■ **Reading passage**:
-- Begin --

Argued April 29, 1986. —
Decided June 20, 1986.
APPEAL from a judgment of the Circuit Court for Walworth County: Circuit Judge Robert D. Read. Reversed and remanded.
For the petitioner-appellant there were briefs by Randall R. Garczynski and Clair Law Offices, S.C., Delavan, and oral argument by Mr. Garczynski.
For the respondent there was a brief by Clark Dempsey and Dempsey Law Offices, Whitewater, and oral argument by Mr. Dempsey.
(On certification from the court of appeals.)
This is an appeal from a judgment of the circuit court for Walworth county, Circuit Judge Robert D. Read, dividing property upon divorce in accordance with the terms of a written property agreement which the circuit court found binding under sec. 767.255(11), Stats. 1983-84. This court took jurisdiction of the appeal upon certification by the court of appeals. Secs. 808.05(2), 809.61, Stats. 1983-84.
Both parties agree that sec. 767.255(11) applies to the 1974 written agreement. In Hengel v. Hengel, 122 Wis.2d 737, 743, 365 N.W.2d 16 (Ct.App. 1985), the court of appeals held that sec. 767.255(11), Stats. 1983-84, which was enacted in 1977, applies to agreements executed before the effective day of the statute.
Section 767.255 provides for division of property upon divorce. The statute requires the court to presume that certain property shall be divided equally between the parties but authorizes the court to alter this distribution after considering certain factors, including any written agreement between the parties. The statute provides that a written agreement for property distribution shall be binding upon the court and the court shall presume any agreement to be equitable as to both parties. No written agreement shall be binding, however, where the terms of the agreement are inequitable as to either party. Section 767.255 provides, inter alia, as follows:
"Upon every judgment of annulment, divorce or legal separation . . . the court shall divide the property of the parties and divest and transfer the title of any such property accordingly . . . Any property shown to have been acquired by either party prior to or during the course of the marriage as a gift, bequest, devise or inheritance . . . shall remain the property of such party . . . . The court shall presume that all other property is to be divided equally between the parties, but may alter this distribution without regard to marital misconduct after considering:
". . .
"(11) Any written agreement made by the parties before or during the marriage concerning any arrangement for property distribution; such agreements shall be binding upon the court except that no such agreement shall be binding where the terms of the agreement are inequitable as to either party. The court shall presume any such agreement to be equitable as to both parties."
The circuit court concluded that the provisions in the parties' 1974 postnuptial written agreement dividing the property in the event of a divorce were binding under sec. 767.255(11), Stats. 1983-84, but that the provisions waiving support and alimony were "not enforceable as being against public policy and contrary to the laws of the State of Wisconsin." Florence S. Button appeals only from that part of the judgment directing a division of property pursuant to the 1974 written agreement; neither party appeals from that part of the judgment awarding limited maintenance.

-- End --

(Raw records)

-- Begin --

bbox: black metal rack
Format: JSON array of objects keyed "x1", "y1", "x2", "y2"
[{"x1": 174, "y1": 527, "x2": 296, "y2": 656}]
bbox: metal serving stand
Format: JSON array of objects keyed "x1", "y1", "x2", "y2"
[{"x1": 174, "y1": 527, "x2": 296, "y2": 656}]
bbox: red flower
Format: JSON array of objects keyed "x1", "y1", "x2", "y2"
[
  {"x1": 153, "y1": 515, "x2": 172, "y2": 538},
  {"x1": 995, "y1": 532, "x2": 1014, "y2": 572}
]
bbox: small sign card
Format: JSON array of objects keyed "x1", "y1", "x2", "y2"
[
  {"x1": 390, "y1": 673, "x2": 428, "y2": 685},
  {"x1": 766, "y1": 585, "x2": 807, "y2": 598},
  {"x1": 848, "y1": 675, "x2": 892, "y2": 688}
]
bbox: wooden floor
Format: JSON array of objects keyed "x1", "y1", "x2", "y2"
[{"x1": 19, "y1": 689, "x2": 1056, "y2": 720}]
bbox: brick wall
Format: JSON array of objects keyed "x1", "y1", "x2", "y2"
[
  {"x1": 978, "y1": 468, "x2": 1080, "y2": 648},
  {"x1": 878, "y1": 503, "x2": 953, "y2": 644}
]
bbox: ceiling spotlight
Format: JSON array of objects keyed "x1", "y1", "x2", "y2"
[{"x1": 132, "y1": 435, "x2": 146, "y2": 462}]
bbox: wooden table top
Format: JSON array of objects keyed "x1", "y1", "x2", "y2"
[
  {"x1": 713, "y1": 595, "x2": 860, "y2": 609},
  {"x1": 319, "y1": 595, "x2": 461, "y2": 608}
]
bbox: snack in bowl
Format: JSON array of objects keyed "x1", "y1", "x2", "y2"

-- End --

■ **Exercises**:
1 > Output the portion of the court opinion between "(On certification from" and "809.61, Stats. 1983-84.", inclusive, with no alteration.
2 > Return all of the raw rows above, line for line, without any change.

■ **Worked answers**:
1 >
(On certification from the court of appeals.)
This is an appeal from a judgment of the circuit court for Walworth county, Circuit Judge Robert D. Read, dividing property upon divorce in accordance with the terms of a written property agreement which the circuit court found binding under sec. 767.255(11), Stats. 1983-84. This court took jurisdiction of the appeal upon certification by the court of appeals. Secs. 808.05(2), 809.61, Stats. 1983-84.

2 >
bbox: black metal rack
Format: JSON array of objects keyed "x1", "y1", "x2", "y2"
[{"x1": 174, "y1": 527, "x2": 296, "y2": 656}]
bbox: metal serving stand
Format: JSON array of objects keyed "x1", "y1", "x2", "y2"
[{"x1": 174, "y1": 527, "x2": 296, "y2": 656}]
bbox: red flower
Format: JSON array of objects keyed "x1", "y1", "x2", "y2"
[
  {"x1": 153, "y1": 515, "x2": 172, "y2": 538},
  {"x1": 995, "y1": 532, "x2": 1014, "y2": 572}
]
bbox: small sign card
Format: JSON array of objects keyed "x1", "y1", "x2", "y2"
[
  {"x1": 390, "y1": 673, "x2": 428, "y2": 685},
  {"x1": 766, "y1": 585, "x2": 807, "y2": 598},
  {"x1": 848, "y1": 675, "x2": 892, "y2": 688}
]
bbox: wooden floor
Format: JSON array of objects keyed "x1", "y1", "x2", "y2"
[{"x1": 19, "y1": 689, "x2": 1056, "y2": 720}]
bbox: brick wall
Format: JSON array of objects keyed "x1", "y1", "x2", "y2"
[
  {"x1": 978, "y1": 468, "x2": 1080, "y2": 648},
  {"x1": 878, "y1": 503, "x2": 953, "y2": 644}
]
bbox: ceiling spotlight
Format: JSON array of objects keyed "x1", "y1", "x2", "y2"
[{"x1": 132, "y1": 435, "x2": 146, "y2": 462}]
bbox: wooden table top
Format: JSON array of objects keyed "x1", "y1", "x2", "y2"
[
  {"x1": 713, "y1": 595, "x2": 860, "y2": 609},
  {"x1": 319, "y1": 595, "x2": 461, "y2": 608}
]
bbox: snack in bowl
Format: JSON array of objects keyed "x1", "y1", "x2", "y2"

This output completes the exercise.